# YOUR TASK:
Convert all the entries below into a two-column CSV with headers instruction and boxes, one row per entry, placing the entry's text in instruction and its full answer in boxes, with each field quoted and line breaks replaced by spaces. Leave the pictures out.

# AVAILABLE DATA:
#####

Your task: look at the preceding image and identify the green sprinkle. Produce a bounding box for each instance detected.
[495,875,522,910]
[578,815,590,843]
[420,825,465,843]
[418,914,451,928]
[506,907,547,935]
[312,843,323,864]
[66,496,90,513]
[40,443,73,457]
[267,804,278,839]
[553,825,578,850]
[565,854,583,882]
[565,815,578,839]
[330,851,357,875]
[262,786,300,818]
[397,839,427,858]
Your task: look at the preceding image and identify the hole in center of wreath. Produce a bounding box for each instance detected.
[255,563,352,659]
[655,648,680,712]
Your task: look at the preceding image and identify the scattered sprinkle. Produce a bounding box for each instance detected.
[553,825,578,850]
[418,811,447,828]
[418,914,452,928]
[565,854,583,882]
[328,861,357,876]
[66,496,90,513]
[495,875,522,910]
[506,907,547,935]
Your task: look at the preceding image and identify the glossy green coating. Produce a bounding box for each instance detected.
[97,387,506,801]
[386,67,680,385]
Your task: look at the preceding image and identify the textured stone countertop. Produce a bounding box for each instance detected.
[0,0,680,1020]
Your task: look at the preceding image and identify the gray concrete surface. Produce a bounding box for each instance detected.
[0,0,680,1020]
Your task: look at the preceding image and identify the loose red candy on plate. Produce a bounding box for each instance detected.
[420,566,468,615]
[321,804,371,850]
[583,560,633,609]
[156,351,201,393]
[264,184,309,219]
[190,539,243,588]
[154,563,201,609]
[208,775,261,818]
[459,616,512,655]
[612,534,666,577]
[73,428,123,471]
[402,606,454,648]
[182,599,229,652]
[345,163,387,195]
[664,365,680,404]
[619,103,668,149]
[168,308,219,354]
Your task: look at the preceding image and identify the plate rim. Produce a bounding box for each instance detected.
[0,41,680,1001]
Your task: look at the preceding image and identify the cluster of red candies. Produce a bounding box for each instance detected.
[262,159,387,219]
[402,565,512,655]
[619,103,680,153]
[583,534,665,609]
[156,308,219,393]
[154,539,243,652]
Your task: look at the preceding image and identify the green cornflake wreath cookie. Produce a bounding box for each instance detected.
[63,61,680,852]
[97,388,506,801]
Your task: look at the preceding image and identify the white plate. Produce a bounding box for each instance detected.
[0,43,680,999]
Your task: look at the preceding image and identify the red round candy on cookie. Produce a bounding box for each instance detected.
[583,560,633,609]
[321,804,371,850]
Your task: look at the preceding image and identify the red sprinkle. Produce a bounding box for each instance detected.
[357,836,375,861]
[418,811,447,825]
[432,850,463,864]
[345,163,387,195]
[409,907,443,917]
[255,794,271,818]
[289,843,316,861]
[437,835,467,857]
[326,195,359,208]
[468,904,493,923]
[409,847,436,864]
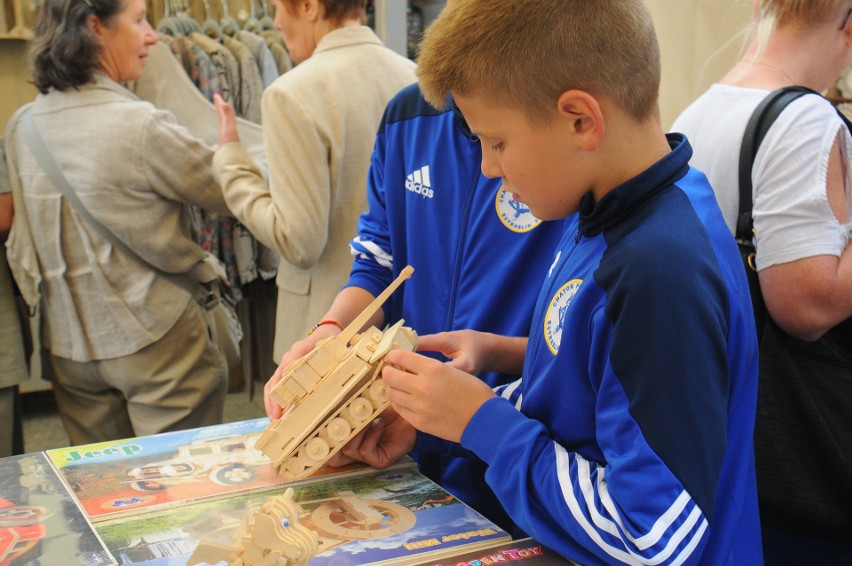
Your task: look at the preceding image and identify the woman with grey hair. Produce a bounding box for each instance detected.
[6,0,233,444]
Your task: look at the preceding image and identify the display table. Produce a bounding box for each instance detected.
[0,418,569,566]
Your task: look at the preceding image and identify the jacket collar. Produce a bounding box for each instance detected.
[36,71,139,111]
[580,134,692,236]
[312,26,384,56]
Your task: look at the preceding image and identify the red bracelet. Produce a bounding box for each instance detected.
[308,319,343,336]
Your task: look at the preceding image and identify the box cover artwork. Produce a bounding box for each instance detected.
[96,468,510,566]
[46,417,382,522]
[0,452,115,566]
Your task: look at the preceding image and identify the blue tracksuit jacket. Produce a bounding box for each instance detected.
[347,84,564,528]
[462,134,762,565]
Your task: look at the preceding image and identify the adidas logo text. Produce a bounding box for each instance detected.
[405,165,435,198]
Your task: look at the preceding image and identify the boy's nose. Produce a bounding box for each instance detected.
[482,151,503,179]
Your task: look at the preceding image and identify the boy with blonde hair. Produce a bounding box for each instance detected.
[362,0,762,564]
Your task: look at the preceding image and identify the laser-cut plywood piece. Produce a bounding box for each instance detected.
[255,266,417,480]
[187,488,417,566]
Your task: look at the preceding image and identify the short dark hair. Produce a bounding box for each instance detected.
[29,0,127,94]
[284,0,367,24]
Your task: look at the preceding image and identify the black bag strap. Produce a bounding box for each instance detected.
[736,86,852,243]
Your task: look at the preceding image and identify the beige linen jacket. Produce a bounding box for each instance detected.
[6,74,227,362]
[213,26,416,363]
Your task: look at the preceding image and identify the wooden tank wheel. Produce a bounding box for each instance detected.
[322,417,352,446]
[300,436,331,462]
[310,499,417,540]
[346,397,373,425]
[367,379,388,408]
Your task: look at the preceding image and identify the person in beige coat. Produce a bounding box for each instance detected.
[213,0,415,363]
[5,0,227,444]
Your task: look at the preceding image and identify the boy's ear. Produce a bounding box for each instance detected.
[557,90,604,151]
[302,0,321,23]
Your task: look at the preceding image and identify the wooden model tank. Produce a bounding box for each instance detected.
[255,266,417,480]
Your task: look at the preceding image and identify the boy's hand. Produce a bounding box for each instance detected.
[213,94,240,145]
[263,324,340,421]
[328,407,417,468]
[382,350,494,442]
[417,330,488,375]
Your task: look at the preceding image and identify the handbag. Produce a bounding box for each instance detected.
[21,107,243,372]
[736,86,852,541]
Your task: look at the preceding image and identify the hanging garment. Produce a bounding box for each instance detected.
[240,30,281,88]
[222,35,263,124]
[187,33,241,108]
[160,35,222,102]
[261,30,293,75]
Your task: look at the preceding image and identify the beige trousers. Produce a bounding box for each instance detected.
[50,301,228,445]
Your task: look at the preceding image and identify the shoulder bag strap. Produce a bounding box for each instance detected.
[736,86,820,243]
[21,107,201,297]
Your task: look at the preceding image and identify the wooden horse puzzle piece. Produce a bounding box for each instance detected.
[187,487,417,566]
[255,266,417,480]
[187,487,319,566]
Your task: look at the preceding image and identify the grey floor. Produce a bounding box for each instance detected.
[21,384,266,452]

#####

# ANSWER FOR THE TASK:
instruction,boxes
"Your task: look at the preceding image and identify the green sprinkle. Produce a bounding box for each instance detected.","[495,875,522,910] [578,815,590,843] [420,825,465,843] [418,914,451,928] [506,907,547,935] [312,843,323,864] [66,496,90,513] [40,443,73,457] [267,804,278,839] [553,825,578,850] [565,854,583,882] [565,815,578,839] [330,851,357,875] [262,786,300,818] [397,839,427,858]"
"Your task: look at the preceding image and identify the hole in center of wreath. Produce a bounding box for each instance detected.","[255,563,352,659] [655,648,680,712]"
"Your task: look at the preceding image and identify the scattered sprinkle. Produce a bounding box for each instance detected.","[553,825,578,850] [418,811,447,828] [418,914,452,928] [565,854,583,882] [328,861,357,876] [66,496,90,513] [495,875,522,910] [506,907,547,935]"
"Your task: look at the preceding image and identify the glossy green coating. Produce a bounding box for each instance detected.","[97,387,506,801] [386,67,680,385]"
"Your task: look at the preceding image and identify the textured stone countertop. Produce a bounding box for each instance detected.","[0,0,680,1020]"
"Your task: look at the preceding image and identify the gray concrete surface. Produce a bounding box for each instance detected.","[0,0,680,1020]"
"Your task: look at the preceding image and identify the loose red candy on plate. Produce a bounding box for each instance detected.","[420,566,468,615] [321,804,371,850] [583,560,633,609] [156,351,201,393] [264,184,309,219] [190,539,243,588] [154,563,201,609] [208,775,261,818] [459,616,512,655] [612,534,666,577] [73,428,123,471] [402,606,454,648] [182,599,229,652] [345,163,387,195] [664,365,680,404] [619,103,668,149] [168,308,219,354]"
"Your task: look at the preceding image and identify the plate rim. Produce a bounding box for each instance detected.","[0,41,680,1001]"
"Your task: look at the preceding image and identify the cluster of red candies. Produce a bounding box for each instance detected.","[262,159,387,219] [402,565,512,655] [619,103,680,153] [583,534,665,609] [156,308,219,393] [154,539,243,652]"
"Your task: look at the preceding image and identify the green cornflake wreath cookie. Produce a bounding box for each instance detected.","[63,61,680,852] [97,388,506,801]"
"Your task: look at the preceding image and identify the white plate. Produce a bounding box for each instance detected.","[0,43,680,999]"
"Your task: look at the preceding image and identify the red round candy on cookie. Produce a bounding box for each instance detected.","[583,560,633,609] [321,804,371,850]"
"Your task: look at the preceding image and identify the red sprinkle. Produce a bounding box for each instance detected.","[357,836,375,861] [418,811,447,825] [432,850,463,864] [345,163,387,195] [409,907,443,917] [255,794,271,818] [289,843,316,861] [437,835,467,857] [326,195,359,208] [468,904,493,923] [409,847,436,864]"
"Your task: look at the preceding image and identify the woman with grey hair. Produce a bounding box for each instance detected.","[6,0,233,444]"
"Your task: look at the preceding image and identify the display table. Produce a bounding box for each instance detected.","[0,418,569,566]"
"Your task: look at the preceding image and identify the jacket collar. Produce a bounding box for each instance detected.","[36,71,139,111] [580,134,692,236] [312,26,384,56]"
"Your task: look at the preceding image and identify the red bracelet. Produce a bounding box for each instance detected.","[308,319,343,336]"
"Your task: look at the preceding image and identify the box cover artwork. Produce a bounding box for each instance detected.","[96,468,510,566] [46,417,382,522] [0,452,115,566]"
"Your task: look at the preceding image and identify the blue tracksuit jacket. Produce a bounding box for each instance detected.","[347,84,564,528] [462,134,762,565]"
"Your task: look at the preceding image and identify the adidas logo text. Produce a bounding box for each instance detected.","[405,165,435,198]"
"Your task: look at the preceding image and identify the boy's nose. Produce a bounding box for each instance detected.","[482,151,503,179]"
"Your task: look at the preceding image and identify the boy with blonde hair. Produce a bounding box for each instance detected.","[362,0,762,564]"
"Your task: look at the preceding image and identify the laser-cut plywood piece. Produce a bounding box for each instance detected.","[255,266,417,480] [187,488,417,566]"
"Your task: look at the preceding image and identify the short dark hair. Produce a bounding box for each instance detected.","[29,0,127,94] [284,0,367,24]"
"Your task: look at the preceding image and identify the black bag strap. Produce a bounding box for each instance detected.","[736,86,852,243]"
"Your task: look at the preceding image and identify the beige linen jacket. Produce a bounding box for each instance detected.","[6,74,227,362] [213,26,416,363]"
"Your task: look at the preceding image and identify the wooden tank wheel. Produce a bounding box for each instance detected.","[322,417,352,446] [300,436,331,462] [310,499,417,540] [346,397,373,425] [367,379,388,408]"
"Your task: look at the preceding image and identify the person in beige coat. Produce a bounding box for each instance detected.","[213,0,415,363] [5,0,227,444]"
"Your task: look at the preceding image and identify the boy's ear. Produce a bounding box for each instance detected.","[557,90,604,151] [302,0,321,23]"
"Your task: look at the preceding image and identify the wooden model tank. Produce a bounding box for each instance detected.","[255,266,417,480]"
"Your task: look at the preceding image and identify the boy's hand. Produce a bounding box for each instance detected.","[213,94,240,145] [263,324,340,421] [328,407,417,468] [382,350,494,442] [417,330,488,375]"
"Your task: look at the preceding image and identify the handbag. Produce a bounding box for each instance detected.","[21,107,243,372] [736,86,852,541]"
"Your task: look at the preceding image and identify the hanging garment. Produce a bounding box for each instance detected.","[240,30,281,88] [222,35,263,124] [187,33,241,108] [160,35,222,102] [261,30,293,75]"
"Your task: look at the preceding image and identify the beige trousers. Produce a bounding box for each instance detected.","[50,301,228,445]"
"Your task: look at the preceding image and identify the shoulder bag strap. Produce a bounding box for each instance detected.","[736,86,820,243] [21,107,201,297]"
"Your task: look at the preceding image and identify the wooden horse puzzle piece. Produce a bounding box for each instance detected.","[187,487,417,566] [255,266,417,480] [187,487,319,566]"
"Your task: look at the preceding image and identify the grey floor. Produce a bounding box for each instance detected.","[21,384,266,452]"